* _Quoted text_:
** begin **

All of lore.kernel.org
 help / color / mirror / Atom feed
From: Harsh Prateek Bora <harshpb@linux.ibm.com>
To: Ani Sinha <anisinha@redhat.com>
Cc: qemu-devel <qemu-devel@nongnu.org>,
	qemu-ppc@nongnu.org, Paolo Bonzini <pbonzini@redhat.com>,
	npiggin@gmail.com, misanjum@linux.ibm.com, gautam@linux.ibm.com,
	Peter Maydell <peter.maydell@linaro.org>
Subject: Re: [PATCH for 11.0-rc3] accel/kvm: Fix BQL lock imbalance in kvm_cpu_exec
Date: Fri, 10 Apr 2026 13:48:08 +0530	[thread overview]
Message-ID: <424743ec-a34d-4af0-adfb-c8392ee5e5be@linux.ibm.com> (raw)
In-Reply-To: <451942FA-0056-466C-AD42-AB0BBE88472E@redhat.com>



On 10/04/26 12:05 pm, Ani Sinha wrote:
> 
> 
>> On 10 Apr 2026, at 10:55 AM, Harsh Prateek Bora <harshpb@linux.ibm.com> wrote:
>>
>> Hi Ani,
>>
>> On 10/04/26 9:12 am, Ani Sinha wrote:
>>>> On 9 Apr 2026, at 9:40 PM, Harsh Prateek Bora <harshpb@linux.ibm.com> wrote:
>>>>
>>>> When kvm_cpu_exec() returns EXCP_HLT due to kvm_arch_process_async_events()
>>>> returning true, it was returning before releasing the BQL (Big QEMU Lock).
>>>> This caused a lock imbalance where the vCPU thread would loop back to
>>>> kvm_cpu_exec() while still holding the BQL, leading to deadlocks.
>>> I am not sure I understand this. Seems kvm_cpu_exec() does expect that the caller holds bql before calling the function. Where is the lock imbalance?
>>
>> The issue is not that kvm_cpu_exec() doesn't expect the caller to hold the BQL - it does. The problem is that kvm_cpu_exec() has inconsistent BQL handling across its return paths.
>>
>> Normal execution path:
>>
>> int kvm_cpu_exec(CPUState *cpu)
>> {
>>     // BQL held on entry (from caller)
>>
>>     if (kvm_arch_process_async_events(cpu)) {
>>         return EXCP_HLT;  // ← Returns with BQL STILL HELD
>>     }
>>
>>     bql_unlock();  // ← Normal path unlocks here
>>     // ... KVM execution loop ...

** end **

* _Tasks to carry out_:
• a. Answer these from the BQL patch thread, one line each:
(i) What value does kvm_cpu_exec() return when kvm_arch_process_async_events() returns true?
(ii) What does the abbreviation BQL stand for?
(iii) Which QEMU release candidate is the patch aimed at, according to the subject line?
• b. Proceed with the BQL patch thread, picking up right after the line "// ... KVM execution loop ...".

* _Data block_:
** begin **

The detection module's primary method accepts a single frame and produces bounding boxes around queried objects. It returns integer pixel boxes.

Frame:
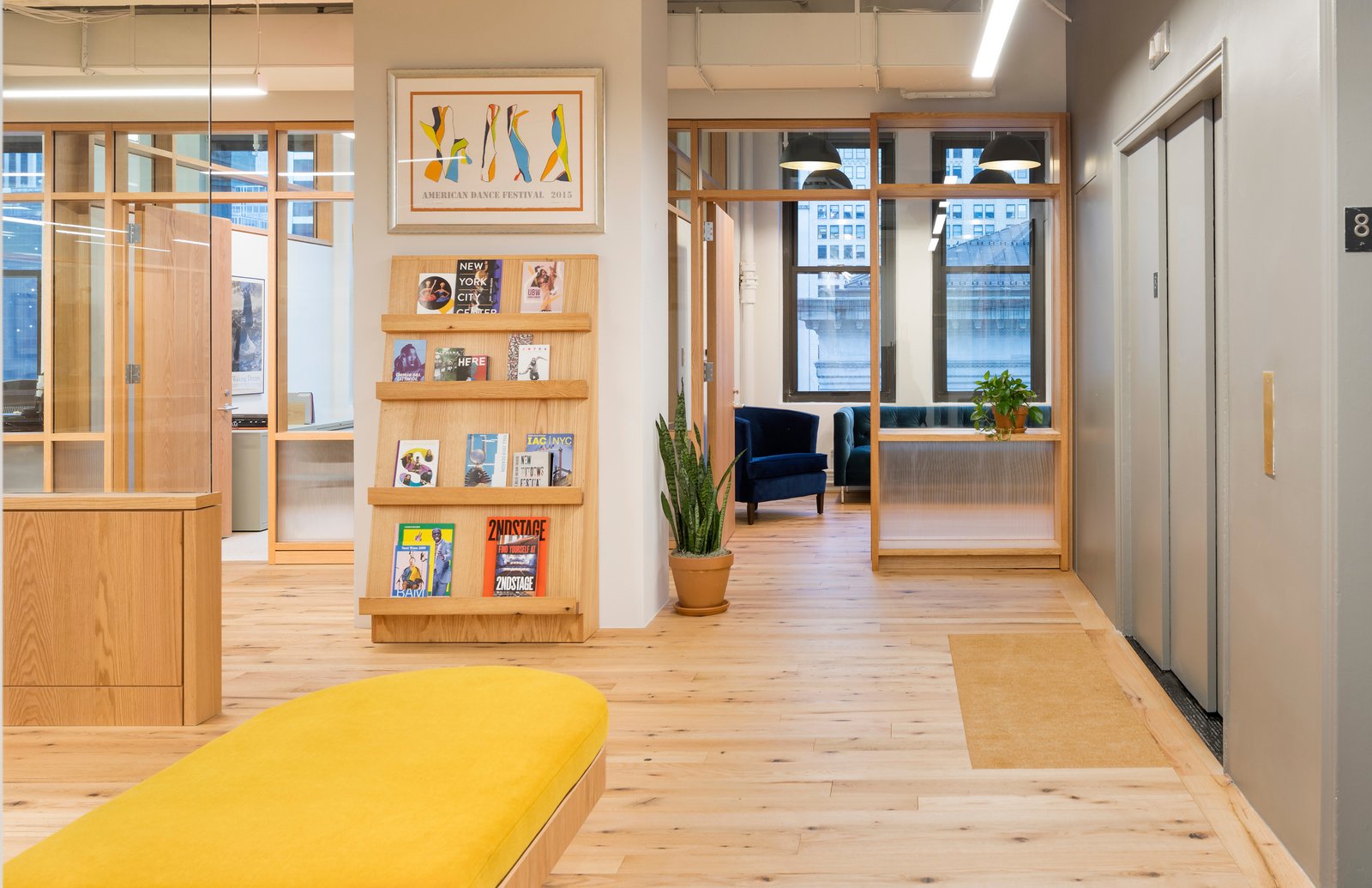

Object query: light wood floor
[4,499,1309,888]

** end **

* _Answers given_:
• a.
(i) EXCP_HLT
(ii) Big QEMU Lock
(iii) 11.0-rc3

• b.
>>     bql_lock();    // ← Re-acquires before returning
>>     return ret;
>> }
> 
> Yes the semantics of the function kvm_cpu_exec() is that it should always return with bql in locked state. This is because the caller kvm_vcpu_thread_fn() calls this function with bql locked and if you see the end of kvm_vcpu_thread_fn(), it releases the lock.
> 
> So if kvm_cpu_exec() unlocks bql internally, it has the responsibility to lock it again before returning. This makes the locking and unlocking symmetric.
> 
> 
>>
>> The lock imbalance:
>>
>> When kvm_arch_process_async_events() returns true, the function returns EXCP_HLT before the bql_unlock() call.
> 
> Why should it unlock it before returning? In fact it’s opposite. If the function had unlocked bql, it should lock it again before returning.
> 
>> This means the early return path keeps the BQL held,
> 
> This would be the correct thing to do.
> 
>> while the normal execution path releases and re-acquires it.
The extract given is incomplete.